> What the task requires
Please substitute "dark sky" for "night sky" in the records from the start up to and including the line with "[163, 69, 186, 72]", and give those lines again with everything else unchanged. Leave the pictures out of your answer.
━━━
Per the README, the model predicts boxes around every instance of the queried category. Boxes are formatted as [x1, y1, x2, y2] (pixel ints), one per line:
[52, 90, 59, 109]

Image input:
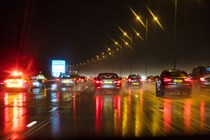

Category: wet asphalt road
[0, 80, 210, 139]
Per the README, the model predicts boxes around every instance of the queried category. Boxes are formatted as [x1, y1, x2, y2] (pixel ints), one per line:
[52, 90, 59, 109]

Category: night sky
[0, 0, 210, 76]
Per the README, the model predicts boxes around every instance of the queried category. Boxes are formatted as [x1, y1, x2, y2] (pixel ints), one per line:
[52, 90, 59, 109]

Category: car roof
[99, 72, 117, 75]
[163, 69, 186, 72]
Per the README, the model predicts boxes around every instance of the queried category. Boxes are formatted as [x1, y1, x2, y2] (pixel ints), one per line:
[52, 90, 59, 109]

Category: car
[56, 73, 78, 87]
[79, 76, 88, 83]
[146, 75, 158, 82]
[94, 73, 122, 91]
[4, 71, 33, 91]
[126, 74, 143, 87]
[190, 66, 210, 89]
[156, 69, 192, 97]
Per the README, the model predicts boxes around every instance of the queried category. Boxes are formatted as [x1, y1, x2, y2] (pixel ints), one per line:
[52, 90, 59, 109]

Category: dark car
[190, 66, 210, 88]
[94, 73, 122, 91]
[126, 74, 143, 87]
[156, 69, 192, 96]
[146, 75, 158, 82]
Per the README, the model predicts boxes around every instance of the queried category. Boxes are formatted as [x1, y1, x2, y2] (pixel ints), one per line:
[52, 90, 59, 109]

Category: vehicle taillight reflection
[184, 78, 191, 82]
[163, 78, 172, 82]
[200, 101, 205, 129]
[95, 96, 103, 134]
[200, 77, 205, 82]
[184, 100, 191, 133]
[163, 99, 171, 133]
[3, 93, 27, 136]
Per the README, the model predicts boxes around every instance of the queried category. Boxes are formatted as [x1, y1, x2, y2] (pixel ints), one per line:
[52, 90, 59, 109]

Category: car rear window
[8, 76, 22, 79]
[98, 73, 118, 79]
[165, 72, 188, 77]
[204, 67, 210, 74]
[128, 75, 140, 79]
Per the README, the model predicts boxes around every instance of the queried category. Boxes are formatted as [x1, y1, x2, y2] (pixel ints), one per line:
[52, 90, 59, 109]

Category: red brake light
[139, 78, 143, 82]
[56, 78, 60, 82]
[184, 78, 191, 82]
[114, 80, 121, 84]
[200, 77, 205, 82]
[96, 80, 103, 84]
[163, 78, 172, 82]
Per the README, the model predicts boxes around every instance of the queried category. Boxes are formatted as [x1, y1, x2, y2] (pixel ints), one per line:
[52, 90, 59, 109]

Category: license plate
[174, 79, 183, 83]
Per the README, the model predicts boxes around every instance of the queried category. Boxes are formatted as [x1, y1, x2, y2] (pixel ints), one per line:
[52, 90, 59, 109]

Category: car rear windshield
[204, 67, 210, 74]
[128, 75, 140, 79]
[165, 72, 188, 77]
[98, 73, 118, 79]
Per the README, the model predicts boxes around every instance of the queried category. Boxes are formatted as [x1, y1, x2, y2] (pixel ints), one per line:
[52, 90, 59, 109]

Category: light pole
[123, 32, 133, 74]
[174, 0, 177, 69]
[115, 41, 122, 76]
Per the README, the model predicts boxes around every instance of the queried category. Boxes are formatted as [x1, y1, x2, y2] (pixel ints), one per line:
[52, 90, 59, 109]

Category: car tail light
[184, 78, 191, 82]
[139, 78, 143, 82]
[96, 80, 103, 84]
[163, 78, 172, 82]
[56, 78, 60, 82]
[114, 80, 121, 84]
[200, 77, 205, 82]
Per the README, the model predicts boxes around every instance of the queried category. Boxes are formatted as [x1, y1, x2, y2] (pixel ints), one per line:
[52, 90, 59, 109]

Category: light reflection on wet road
[0, 83, 210, 139]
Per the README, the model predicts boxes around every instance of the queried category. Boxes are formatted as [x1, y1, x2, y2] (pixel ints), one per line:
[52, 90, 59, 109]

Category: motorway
[0, 81, 210, 139]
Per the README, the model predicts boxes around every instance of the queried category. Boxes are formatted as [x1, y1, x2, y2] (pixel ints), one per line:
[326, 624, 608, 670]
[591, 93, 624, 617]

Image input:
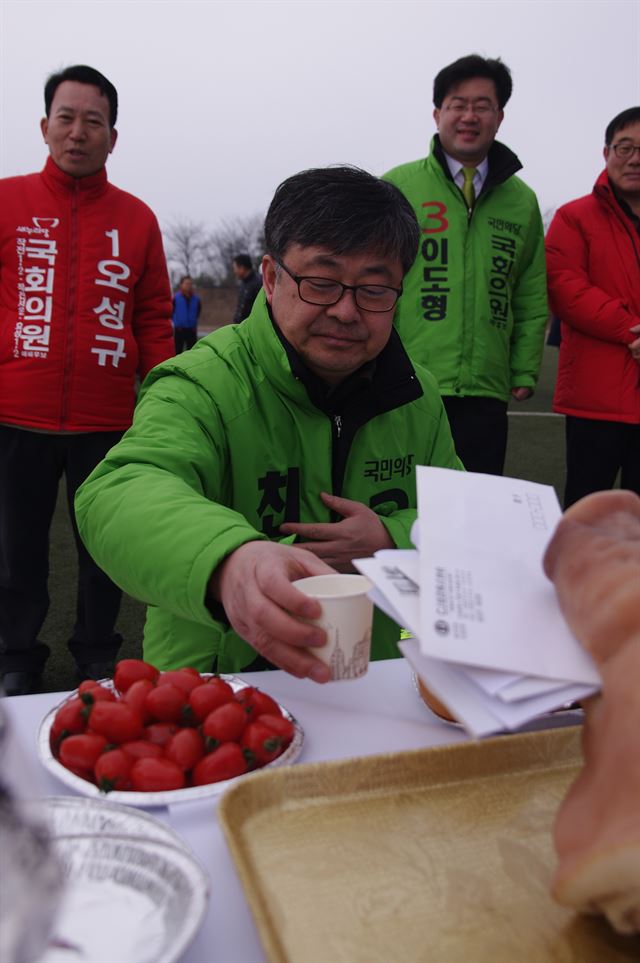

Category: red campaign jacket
[546, 171, 640, 424]
[0, 158, 174, 432]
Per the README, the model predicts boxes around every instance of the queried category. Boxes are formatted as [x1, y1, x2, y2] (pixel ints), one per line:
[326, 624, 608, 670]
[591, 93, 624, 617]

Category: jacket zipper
[330, 415, 344, 522]
[60, 184, 80, 429]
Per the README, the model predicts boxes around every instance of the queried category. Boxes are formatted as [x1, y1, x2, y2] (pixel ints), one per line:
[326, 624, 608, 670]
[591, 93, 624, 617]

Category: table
[3, 659, 579, 963]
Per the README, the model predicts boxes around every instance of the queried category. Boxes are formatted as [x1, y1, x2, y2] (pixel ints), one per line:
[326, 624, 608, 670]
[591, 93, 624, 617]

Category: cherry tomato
[122, 679, 154, 722]
[131, 759, 186, 792]
[189, 679, 233, 722]
[93, 749, 134, 792]
[202, 702, 247, 749]
[236, 685, 280, 720]
[120, 740, 164, 759]
[90, 702, 143, 745]
[164, 729, 204, 772]
[113, 659, 160, 692]
[60, 732, 107, 775]
[144, 722, 178, 748]
[158, 668, 202, 694]
[191, 742, 248, 786]
[240, 720, 284, 769]
[144, 682, 191, 723]
[50, 698, 91, 753]
[256, 715, 296, 749]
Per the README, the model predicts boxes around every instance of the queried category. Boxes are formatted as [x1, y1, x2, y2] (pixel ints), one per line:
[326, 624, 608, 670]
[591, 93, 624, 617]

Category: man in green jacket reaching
[76, 167, 462, 682]
[385, 54, 548, 475]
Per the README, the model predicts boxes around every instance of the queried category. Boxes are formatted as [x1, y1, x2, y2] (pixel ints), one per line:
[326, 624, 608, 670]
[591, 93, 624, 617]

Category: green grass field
[40, 348, 564, 692]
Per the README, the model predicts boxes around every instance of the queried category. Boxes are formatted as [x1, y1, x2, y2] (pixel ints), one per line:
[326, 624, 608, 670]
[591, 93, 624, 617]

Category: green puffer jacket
[384, 136, 548, 401]
[76, 294, 462, 672]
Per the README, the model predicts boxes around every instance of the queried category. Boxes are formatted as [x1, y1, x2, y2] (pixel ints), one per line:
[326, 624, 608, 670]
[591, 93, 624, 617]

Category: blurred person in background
[384, 54, 548, 475]
[232, 254, 262, 324]
[173, 274, 202, 354]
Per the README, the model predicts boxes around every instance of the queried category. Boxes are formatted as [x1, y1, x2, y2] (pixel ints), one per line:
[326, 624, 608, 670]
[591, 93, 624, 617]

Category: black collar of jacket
[433, 134, 522, 194]
[269, 309, 424, 424]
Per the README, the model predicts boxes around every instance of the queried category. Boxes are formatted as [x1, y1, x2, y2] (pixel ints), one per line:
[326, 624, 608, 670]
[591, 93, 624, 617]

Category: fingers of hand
[320, 492, 362, 518]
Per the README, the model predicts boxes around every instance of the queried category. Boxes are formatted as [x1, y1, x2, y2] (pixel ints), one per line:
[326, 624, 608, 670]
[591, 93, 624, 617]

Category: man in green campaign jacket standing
[76, 167, 462, 682]
[385, 54, 547, 475]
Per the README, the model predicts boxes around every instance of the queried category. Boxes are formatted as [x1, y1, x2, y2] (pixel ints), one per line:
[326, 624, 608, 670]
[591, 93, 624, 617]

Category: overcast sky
[0, 0, 640, 228]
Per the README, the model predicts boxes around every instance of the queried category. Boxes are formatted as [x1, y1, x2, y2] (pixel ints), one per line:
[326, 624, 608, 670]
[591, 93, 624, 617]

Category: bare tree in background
[204, 214, 264, 284]
[164, 220, 207, 277]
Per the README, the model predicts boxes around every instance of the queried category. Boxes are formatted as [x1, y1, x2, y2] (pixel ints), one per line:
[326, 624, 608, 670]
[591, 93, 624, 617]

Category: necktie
[462, 167, 476, 210]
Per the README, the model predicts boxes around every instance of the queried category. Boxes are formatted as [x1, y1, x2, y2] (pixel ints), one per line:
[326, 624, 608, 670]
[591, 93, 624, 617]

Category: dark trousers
[0, 425, 122, 672]
[442, 395, 507, 475]
[173, 328, 197, 354]
[564, 415, 640, 508]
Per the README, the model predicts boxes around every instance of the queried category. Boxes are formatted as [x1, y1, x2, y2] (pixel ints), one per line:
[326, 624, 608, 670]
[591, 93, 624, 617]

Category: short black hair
[604, 107, 640, 147]
[233, 254, 253, 271]
[264, 166, 420, 274]
[433, 54, 513, 110]
[44, 64, 118, 129]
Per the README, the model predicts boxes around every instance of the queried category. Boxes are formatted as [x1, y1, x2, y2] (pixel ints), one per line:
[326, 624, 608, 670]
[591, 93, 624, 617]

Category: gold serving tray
[219, 727, 640, 963]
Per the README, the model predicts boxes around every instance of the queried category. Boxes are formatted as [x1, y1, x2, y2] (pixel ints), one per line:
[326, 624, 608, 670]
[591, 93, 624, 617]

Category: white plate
[38, 835, 209, 963]
[20, 796, 191, 855]
[38, 672, 304, 809]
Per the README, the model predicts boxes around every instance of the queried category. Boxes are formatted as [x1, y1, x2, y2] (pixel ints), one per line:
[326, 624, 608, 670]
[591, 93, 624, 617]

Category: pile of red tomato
[50, 659, 295, 792]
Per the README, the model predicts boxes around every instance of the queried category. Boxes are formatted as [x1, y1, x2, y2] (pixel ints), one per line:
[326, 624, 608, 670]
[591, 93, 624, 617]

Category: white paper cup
[292, 575, 373, 681]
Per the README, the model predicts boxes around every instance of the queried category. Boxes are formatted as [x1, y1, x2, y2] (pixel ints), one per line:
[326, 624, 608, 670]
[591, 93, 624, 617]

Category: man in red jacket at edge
[0, 66, 174, 695]
[546, 107, 640, 508]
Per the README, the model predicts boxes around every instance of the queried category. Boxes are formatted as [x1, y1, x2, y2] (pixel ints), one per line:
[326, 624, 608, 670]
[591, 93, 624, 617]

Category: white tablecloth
[3, 659, 577, 963]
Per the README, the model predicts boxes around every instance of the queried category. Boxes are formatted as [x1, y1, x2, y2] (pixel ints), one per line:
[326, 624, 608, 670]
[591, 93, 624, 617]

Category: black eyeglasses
[275, 258, 402, 313]
[611, 143, 640, 158]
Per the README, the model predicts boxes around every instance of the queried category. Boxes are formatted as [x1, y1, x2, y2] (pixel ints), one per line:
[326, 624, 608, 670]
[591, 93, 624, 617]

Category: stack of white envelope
[354, 467, 600, 737]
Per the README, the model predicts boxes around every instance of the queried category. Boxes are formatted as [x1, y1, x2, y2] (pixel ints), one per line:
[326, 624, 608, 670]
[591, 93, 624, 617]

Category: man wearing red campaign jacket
[0, 66, 174, 695]
[546, 107, 640, 508]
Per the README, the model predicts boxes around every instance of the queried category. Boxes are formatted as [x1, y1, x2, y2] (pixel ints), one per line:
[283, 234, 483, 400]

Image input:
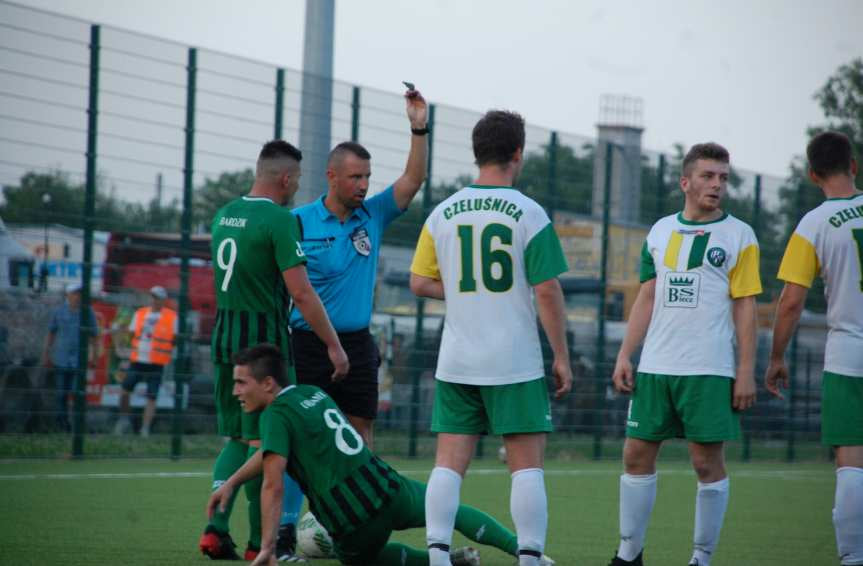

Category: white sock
[833, 466, 863, 565]
[617, 473, 656, 561]
[690, 478, 728, 566]
[509, 468, 548, 566]
[426, 467, 461, 566]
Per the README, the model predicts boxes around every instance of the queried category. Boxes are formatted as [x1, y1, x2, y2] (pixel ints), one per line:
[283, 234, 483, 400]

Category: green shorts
[333, 475, 426, 564]
[432, 377, 553, 434]
[626, 372, 740, 443]
[213, 363, 261, 440]
[821, 371, 863, 446]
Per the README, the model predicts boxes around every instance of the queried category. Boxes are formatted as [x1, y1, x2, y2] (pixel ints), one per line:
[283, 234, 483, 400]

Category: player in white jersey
[611, 143, 761, 566]
[765, 132, 863, 564]
[411, 111, 572, 566]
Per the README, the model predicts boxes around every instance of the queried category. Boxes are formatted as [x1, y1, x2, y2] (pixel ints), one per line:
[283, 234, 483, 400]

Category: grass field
[0, 459, 838, 566]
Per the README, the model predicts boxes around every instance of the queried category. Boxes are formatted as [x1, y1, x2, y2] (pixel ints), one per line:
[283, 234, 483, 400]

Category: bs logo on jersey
[662, 271, 701, 309]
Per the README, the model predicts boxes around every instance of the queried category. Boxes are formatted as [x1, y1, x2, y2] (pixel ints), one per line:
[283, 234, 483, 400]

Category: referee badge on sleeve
[351, 227, 372, 256]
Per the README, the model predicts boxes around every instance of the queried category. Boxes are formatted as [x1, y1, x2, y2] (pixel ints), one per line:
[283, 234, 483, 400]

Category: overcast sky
[8, 0, 863, 176]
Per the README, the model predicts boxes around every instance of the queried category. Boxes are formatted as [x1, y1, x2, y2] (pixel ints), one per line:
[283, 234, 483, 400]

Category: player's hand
[551, 359, 572, 399]
[252, 548, 279, 566]
[764, 360, 788, 399]
[611, 358, 635, 393]
[207, 483, 234, 519]
[405, 89, 428, 129]
[731, 372, 755, 411]
[327, 344, 351, 381]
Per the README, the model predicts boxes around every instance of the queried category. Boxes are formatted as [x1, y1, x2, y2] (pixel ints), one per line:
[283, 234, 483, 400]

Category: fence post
[740, 175, 761, 462]
[546, 132, 558, 223]
[593, 142, 615, 460]
[74, 25, 101, 458]
[803, 348, 812, 438]
[273, 67, 285, 140]
[171, 47, 198, 460]
[656, 153, 666, 220]
[351, 86, 360, 143]
[785, 330, 797, 462]
[408, 104, 435, 458]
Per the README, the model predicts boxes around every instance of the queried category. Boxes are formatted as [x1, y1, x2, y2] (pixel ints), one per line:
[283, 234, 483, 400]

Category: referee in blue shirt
[291, 85, 428, 448]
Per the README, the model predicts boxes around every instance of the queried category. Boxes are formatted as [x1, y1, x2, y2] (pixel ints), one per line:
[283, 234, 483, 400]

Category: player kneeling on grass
[207, 344, 552, 566]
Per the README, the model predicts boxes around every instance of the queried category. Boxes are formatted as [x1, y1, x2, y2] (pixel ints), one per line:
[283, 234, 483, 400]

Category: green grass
[0, 458, 838, 566]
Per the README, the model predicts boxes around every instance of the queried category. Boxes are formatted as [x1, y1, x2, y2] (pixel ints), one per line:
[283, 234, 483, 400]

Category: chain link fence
[0, 2, 828, 460]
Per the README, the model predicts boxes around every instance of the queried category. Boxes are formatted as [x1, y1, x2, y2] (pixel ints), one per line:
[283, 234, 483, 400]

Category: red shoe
[243, 543, 261, 562]
[198, 526, 240, 560]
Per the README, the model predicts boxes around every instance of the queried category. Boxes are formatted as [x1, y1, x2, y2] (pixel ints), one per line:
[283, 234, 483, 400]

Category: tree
[517, 143, 594, 214]
[193, 168, 255, 232]
[779, 57, 863, 312]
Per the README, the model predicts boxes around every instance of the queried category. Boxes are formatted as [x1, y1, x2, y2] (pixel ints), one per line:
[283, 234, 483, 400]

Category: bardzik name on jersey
[411, 185, 568, 385]
[778, 195, 863, 377]
[638, 213, 761, 377]
[211, 196, 305, 363]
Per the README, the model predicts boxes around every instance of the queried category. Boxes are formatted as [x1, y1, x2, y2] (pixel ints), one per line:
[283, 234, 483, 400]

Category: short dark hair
[471, 110, 525, 167]
[327, 142, 372, 169]
[234, 344, 288, 387]
[681, 142, 731, 177]
[258, 140, 303, 162]
[806, 132, 854, 179]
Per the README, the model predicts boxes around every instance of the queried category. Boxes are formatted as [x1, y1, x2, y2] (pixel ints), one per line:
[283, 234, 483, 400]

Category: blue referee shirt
[291, 185, 404, 332]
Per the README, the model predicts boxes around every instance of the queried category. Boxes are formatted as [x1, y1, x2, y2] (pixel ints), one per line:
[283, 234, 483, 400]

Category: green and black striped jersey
[260, 385, 400, 538]
[211, 197, 306, 364]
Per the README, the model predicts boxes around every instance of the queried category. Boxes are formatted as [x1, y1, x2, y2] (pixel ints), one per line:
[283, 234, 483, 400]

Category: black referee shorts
[291, 328, 381, 419]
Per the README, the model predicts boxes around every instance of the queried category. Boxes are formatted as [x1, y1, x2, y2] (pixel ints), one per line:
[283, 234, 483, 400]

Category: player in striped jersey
[610, 143, 761, 566]
[765, 132, 863, 564]
[199, 140, 348, 559]
[207, 344, 552, 566]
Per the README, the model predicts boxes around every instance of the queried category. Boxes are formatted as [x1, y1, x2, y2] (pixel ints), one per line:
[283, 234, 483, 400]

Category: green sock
[375, 542, 428, 566]
[243, 446, 264, 548]
[208, 439, 248, 533]
[455, 505, 518, 556]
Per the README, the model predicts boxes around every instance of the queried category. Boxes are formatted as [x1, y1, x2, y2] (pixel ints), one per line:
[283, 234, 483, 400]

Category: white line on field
[0, 468, 833, 481]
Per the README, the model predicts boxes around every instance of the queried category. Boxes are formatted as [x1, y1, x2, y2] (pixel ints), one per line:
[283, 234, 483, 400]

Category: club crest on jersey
[351, 228, 372, 256]
[662, 271, 701, 309]
[707, 248, 725, 267]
━━━
> Response for this exercise
Per the README, the model predicts boxes around every instance of the queried category. Boxes are formatted as [x1, y1, x2, y2] (pixel ints), one per line:
[52, 90, 59, 109]

Image input:

Category: wet asphalt road
[0, 80, 210, 139]
Per the README, the model predicts boxes around every instance of the queried category. Boxes are formatted as [x1, y1, x2, y2] (pixel ints), one per line:
[52, 90, 59, 109]

Category: dark sky
[0, 0, 210, 76]
Per the README, the model predicts boxes around every instance of the queried category. Boxes are formatted as [x1, y1, x2, y2] (pixel ints), one per line:
[52, 90, 59, 109]

Category: car roof
[99, 72, 117, 75]
[163, 69, 186, 72]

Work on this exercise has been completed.